* **Task statement**: Word for word, reproduce all entries below, leaving every picture out.

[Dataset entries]

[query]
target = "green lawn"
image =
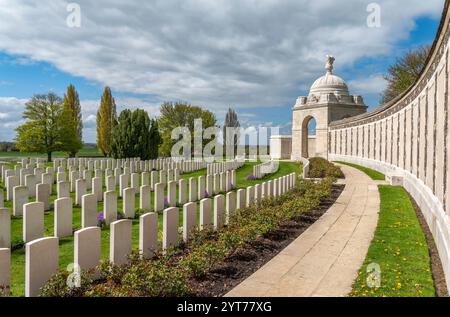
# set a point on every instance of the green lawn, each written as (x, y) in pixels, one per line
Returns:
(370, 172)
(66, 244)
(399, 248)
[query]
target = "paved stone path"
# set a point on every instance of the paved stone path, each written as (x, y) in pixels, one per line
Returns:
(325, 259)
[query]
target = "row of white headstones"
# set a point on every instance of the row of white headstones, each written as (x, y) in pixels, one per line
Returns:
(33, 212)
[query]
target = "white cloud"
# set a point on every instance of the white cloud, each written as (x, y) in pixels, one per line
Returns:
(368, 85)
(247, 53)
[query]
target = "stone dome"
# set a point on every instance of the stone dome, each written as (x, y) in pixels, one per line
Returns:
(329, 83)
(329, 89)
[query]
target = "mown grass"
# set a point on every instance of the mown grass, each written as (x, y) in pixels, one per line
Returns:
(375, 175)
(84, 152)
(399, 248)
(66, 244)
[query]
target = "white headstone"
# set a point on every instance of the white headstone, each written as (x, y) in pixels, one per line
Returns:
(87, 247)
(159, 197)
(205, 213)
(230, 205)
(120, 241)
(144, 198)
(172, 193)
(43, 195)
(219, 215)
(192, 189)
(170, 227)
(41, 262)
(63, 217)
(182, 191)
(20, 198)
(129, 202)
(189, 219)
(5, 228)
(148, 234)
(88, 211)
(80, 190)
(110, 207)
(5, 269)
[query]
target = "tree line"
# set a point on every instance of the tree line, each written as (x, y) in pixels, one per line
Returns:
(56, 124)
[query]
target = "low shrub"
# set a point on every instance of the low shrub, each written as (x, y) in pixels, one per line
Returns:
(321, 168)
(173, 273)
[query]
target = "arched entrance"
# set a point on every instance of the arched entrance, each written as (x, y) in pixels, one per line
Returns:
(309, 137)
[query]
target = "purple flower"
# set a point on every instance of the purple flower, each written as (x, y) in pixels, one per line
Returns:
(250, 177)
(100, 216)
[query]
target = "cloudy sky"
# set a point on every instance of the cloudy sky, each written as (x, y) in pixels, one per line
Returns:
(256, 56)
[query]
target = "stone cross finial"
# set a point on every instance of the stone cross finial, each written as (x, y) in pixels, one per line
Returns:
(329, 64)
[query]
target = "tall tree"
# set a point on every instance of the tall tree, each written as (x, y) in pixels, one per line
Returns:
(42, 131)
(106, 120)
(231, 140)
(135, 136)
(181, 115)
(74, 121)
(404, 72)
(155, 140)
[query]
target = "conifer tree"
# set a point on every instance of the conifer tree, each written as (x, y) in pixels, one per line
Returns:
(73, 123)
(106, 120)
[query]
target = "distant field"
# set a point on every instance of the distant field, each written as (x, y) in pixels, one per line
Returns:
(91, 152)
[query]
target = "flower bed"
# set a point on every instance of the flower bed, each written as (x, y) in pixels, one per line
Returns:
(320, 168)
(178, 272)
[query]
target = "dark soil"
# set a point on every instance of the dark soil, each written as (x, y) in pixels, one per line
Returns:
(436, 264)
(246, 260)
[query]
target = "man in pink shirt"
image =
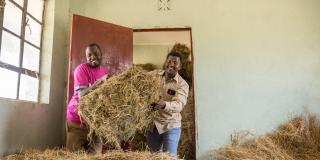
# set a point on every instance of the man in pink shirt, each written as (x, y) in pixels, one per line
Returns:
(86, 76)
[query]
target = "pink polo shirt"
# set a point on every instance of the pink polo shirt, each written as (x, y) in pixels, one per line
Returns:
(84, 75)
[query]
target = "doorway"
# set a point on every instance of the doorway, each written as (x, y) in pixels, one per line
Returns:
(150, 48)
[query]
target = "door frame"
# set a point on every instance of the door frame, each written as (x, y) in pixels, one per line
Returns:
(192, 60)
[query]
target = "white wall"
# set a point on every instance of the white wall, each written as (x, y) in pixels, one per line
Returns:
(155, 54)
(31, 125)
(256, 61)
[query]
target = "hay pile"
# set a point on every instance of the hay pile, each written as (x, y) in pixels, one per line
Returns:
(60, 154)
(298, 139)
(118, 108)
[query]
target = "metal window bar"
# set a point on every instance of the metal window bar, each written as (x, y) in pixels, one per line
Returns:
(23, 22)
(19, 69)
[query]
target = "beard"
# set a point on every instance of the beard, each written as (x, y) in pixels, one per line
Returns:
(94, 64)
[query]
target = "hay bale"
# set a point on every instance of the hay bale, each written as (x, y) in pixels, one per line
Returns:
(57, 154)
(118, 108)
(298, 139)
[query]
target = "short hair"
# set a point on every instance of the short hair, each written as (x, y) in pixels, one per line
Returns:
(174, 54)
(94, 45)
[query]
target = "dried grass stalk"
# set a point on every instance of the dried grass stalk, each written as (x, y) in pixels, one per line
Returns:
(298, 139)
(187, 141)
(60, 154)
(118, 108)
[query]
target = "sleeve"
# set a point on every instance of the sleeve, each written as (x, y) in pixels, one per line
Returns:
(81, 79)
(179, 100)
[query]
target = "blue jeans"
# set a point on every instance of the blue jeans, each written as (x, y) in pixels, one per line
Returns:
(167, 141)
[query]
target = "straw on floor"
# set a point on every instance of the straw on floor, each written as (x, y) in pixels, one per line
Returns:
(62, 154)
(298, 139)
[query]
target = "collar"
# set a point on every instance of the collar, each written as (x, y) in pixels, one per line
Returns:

* **Solution**:
[query]
target = "green lawn"
image =
# set a point on every instance of the green lawn, each written as (x, y) in pixels, one per line
Returns:
(370, 172)
(66, 244)
(399, 248)
[query]
target = "paved stone path"
# set a point on every instance of the paved stone path, each written as (x, y) in pixels, one per line
Returns:
(325, 259)
[query]
target = "row of white headstones"
# set a point on every instance of the row of white headstones, each written as (x, y) in pixels, one per line
Returns:
(33, 212)
[query]
target = "white cloud"
# set a point on every instance of the white cloud, each written as (x, y) in pixels, one per line
Returns:
(368, 85)
(247, 53)
[query]
target = "stone dome"
# set a point on every instance of the stone dome, each written as (x, y) in pixels, one per line
Returns:
(329, 83)
(329, 89)
[query]
target = "mown grass"
# set a point on every instance of the mown grass, each written as (x, y) in pixels, one per line
Returns:
(375, 175)
(84, 152)
(399, 248)
(66, 244)
[query]
target = "white headstone"
# set a point on every instance of the white headstone, each written as (x, y) in pixels, one per line
Returns:
(87, 247)
(159, 197)
(205, 213)
(230, 205)
(120, 241)
(144, 198)
(172, 193)
(43, 195)
(219, 215)
(192, 189)
(170, 227)
(41, 262)
(63, 217)
(182, 191)
(20, 198)
(129, 202)
(189, 219)
(5, 228)
(148, 234)
(88, 211)
(80, 190)
(110, 207)
(5, 269)
[query]
target = "tree line"
# set a point on every instance of the tree line, each written as (x, y) in pixels, one per line
Returns:
(56, 124)
[query]
target = "low shrub"
# set a point on every instance of the low shrub, each written as (x, y) in pixels, one per line
Returns:
(321, 168)
(173, 273)
[query]
target = "arched entrance"
# set a point on every instance of the arched entrance, each written as (x, y) in pixels, one per line
Returns:
(309, 137)
[query]
target = "purple flower"
# set a point on every instance of the purple flower, each written as (x, y) in pixels, one per line
Returns:
(250, 177)
(100, 216)
[query]
target = "cloudy sky"
# set a point on every instance of the cloudy sky, each written as (x, y) in pixels, one per line
Returns:
(256, 56)
[query]
target = "stone cross finial"
# set a point on every instance of the stone cross finial, each written as (x, y) in pixels, one per line
Returns:
(329, 64)
[query]
target = "tall tree"
# set a point on every instance of the tall tree, each written as (x, y) in pixels, one per line
Returns:
(42, 131)
(106, 120)
(231, 140)
(135, 136)
(181, 115)
(74, 121)
(404, 72)
(155, 140)
[query]
target = "conifer tree"
# set a point on every instance of the conifer tree, each written as (x, y) in pixels, one per line
Returns:
(73, 123)
(106, 120)
[query]
target = "distant field"
# set a point on every instance of the distant field, each written as (x, y) in pixels, one per line
Returns:
(91, 152)
[query]
target = "flower bed"
# set a point on every instance of the flower bed, each written as (x, y) in pixels, one per line
Returns:
(320, 168)
(178, 272)
[query]
target = "dark soil"
# set a point on every instance of the dark soil, each written as (x, y) in pixels, one per line
Returns:
(436, 264)
(246, 260)
[query]
target = "man in pink shirt"
image =
# set a point on every instance of the man in pink shirt, each written as (x, y) in pixels, one per line
Returns:
(86, 76)
[query]
target = "pink polo shirt"
# set a point on every instance of the pink polo shirt, each written as (x, y) in pixels, one per line
Returns:
(84, 75)
[query]
target = "doorway"
# set a point on every instance of the doorway, each written as (x, y) in pixels, one per line
Returns:
(150, 48)
[query]
target = "door frame"
# set a point on every instance of the door frame, each written as (x, y) in pixels, one per line
Returns:
(192, 60)
[query]
target = "white wall"
# set a point on every instance of the white wall, each written as (x, y) in pixels, one per line
Returns:
(155, 54)
(31, 125)
(256, 61)
[query]
target = "hay pile"
# set a point on every instance of the hay pile, each written as (x, y) in pixels, one per line
Returns:
(60, 154)
(298, 139)
(118, 108)
[query]
target = "metal window bar"
# set a point on every instance of the metal window bar, each written as (x, y) in pixels, one per line
Returns:
(23, 22)
(19, 69)
[query]
target = "beard"
# set a point on every instance of the beard, each written as (x, y) in pixels, one per line
Returns:
(94, 64)
[query]
target = "hay bale"
# set a point on every instance of the hay bale, each written as (x, y) in pixels, one per line
Returns:
(57, 154)
(118, 108)
(298, 139)
[query]
target = "short hair"
# set a point on every instance of the short hair, each written as (x, y) in pixels, one per line
Returns:
(174, 54)
(94, 45)
[query]
target = "dried grass stalk"
# set a point on every instance of the dried grass stalk, each written as (x, y) in pixels, one per line
Returns:
(298, 139)
(187, 141)
(60, 154)
(118, 108)
[query]
target = "sleeve"
# set a point on every instance of the sleeve, each written as (x, y) in pixels, one per line
Returns:
(81, 79)
(179, 100)
[query]
target = "blue jeans"
# set a point on every instance of the blue jeans, each written as (x, y) in pixels, one per line
Returns:
(167, 141)
[query]
target = "straw on floor"
# set a point on every instance of the straw on floor, each written as (x, y) in pixels, one per line
Returns:
(62, 154)
(298, 139)
[query]
target = "collar"
# set a point on every instance of the collar, each written as (x, y) in pixels, one per line
Returns:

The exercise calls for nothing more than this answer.